I’m glad to hear that you agree
that there may be some valid
applications of statistics. Is it just the use of regression for
individual prediction that gets you so upset about
statistics?
If so, could you tell me what
you would do if there were a limited number of
slots available for students in college (as there are, due to
funding
limitations) and you wanted to put the most promising students in
those slots; how would you select the students for the
slots?
This is the situation
administrators are in when they are accepting students
into colleges. Should these administrators ignore the statistical
data, that shows that kids with high SAT scores tend to do better in
college, and just let kids in on a first come first basis or
something
like that?
I especially agree with
your recommendation that any proposed health
insurance plan be tested to see if it will actually be an improvement.
If
everybody could agree to that, nobody would have to take a position on
what
the best plan would be. We would simply find out.
What kind of test would you accept?
The best test would be a
completely randomized design which would involve dividing the US
into
two randomly selected groups of 150,000,000 each (that way we could
avoid sampling and the use of the dreaded statistics). One group
(treatment group) gets a single payer and the other (control
group)
stays with the existing system. You would then have to measure the
performance of the two groups (infant mortality, life span, etc)
over
some acceptable period of time, like, maybe, 20 years. Then you
compare the groups in terms of the measures you consider relevant.
You
wouldn;t have to use statistics because you are testing the entire
population; no inferences necessary.
I see a few possible
problems with this approach to testing policy
proposals: The study would cost a bazillion dollars, it would take a
long time, and when it was completed it is likely that those with
vested financial interests would challenge the results anyway, to
the
extent that they came out in the “wrong” way.
The fact is that the only
practical way to test policies is using
“quasi-experiments”, the specialty of Donald T. Campbell who
was one
of the few prominent conventional psychologists to admire you work.

◆ TASK REQUIREMENTS:
Answer these questions from the post on statistics:
1. How many people would each of the two randomly selected groups contain?
2. Over what period of time does the post suggest measuring the two groups?
3. Whose specialty were "quasi-experiments"?
The lines after this point come from a separate source.

◆ RECORDED DATA:
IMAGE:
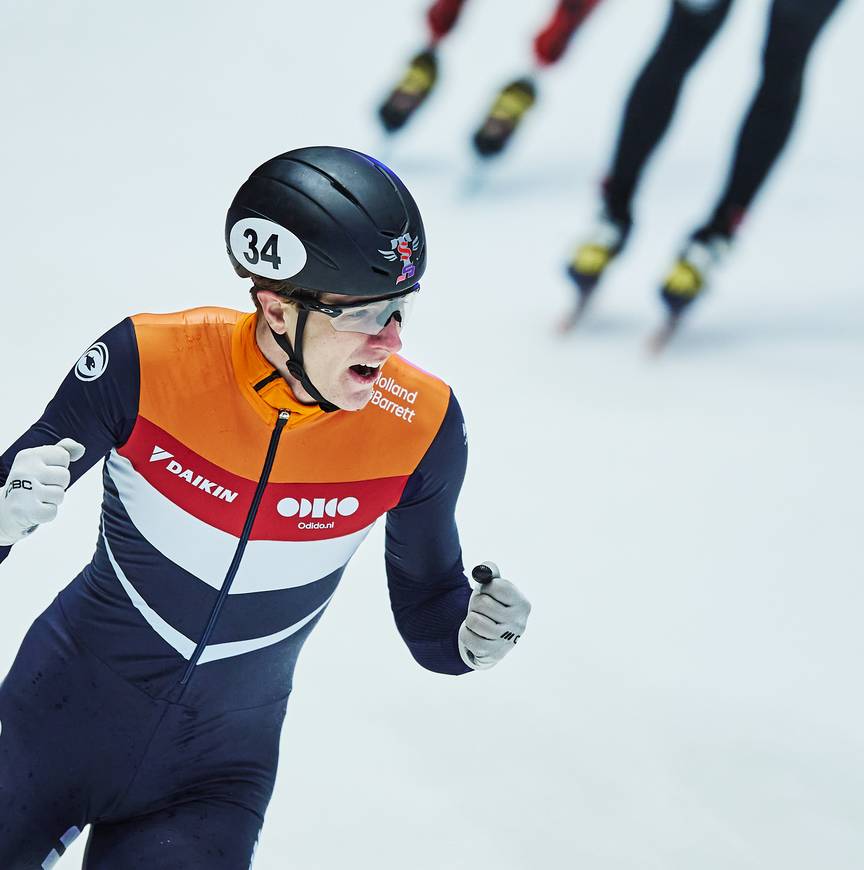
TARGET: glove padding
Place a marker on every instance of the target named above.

◆ SOLUTION BELOW:
1. 150,000,000
2. Maybe 20 years
3. Donald T. Campbell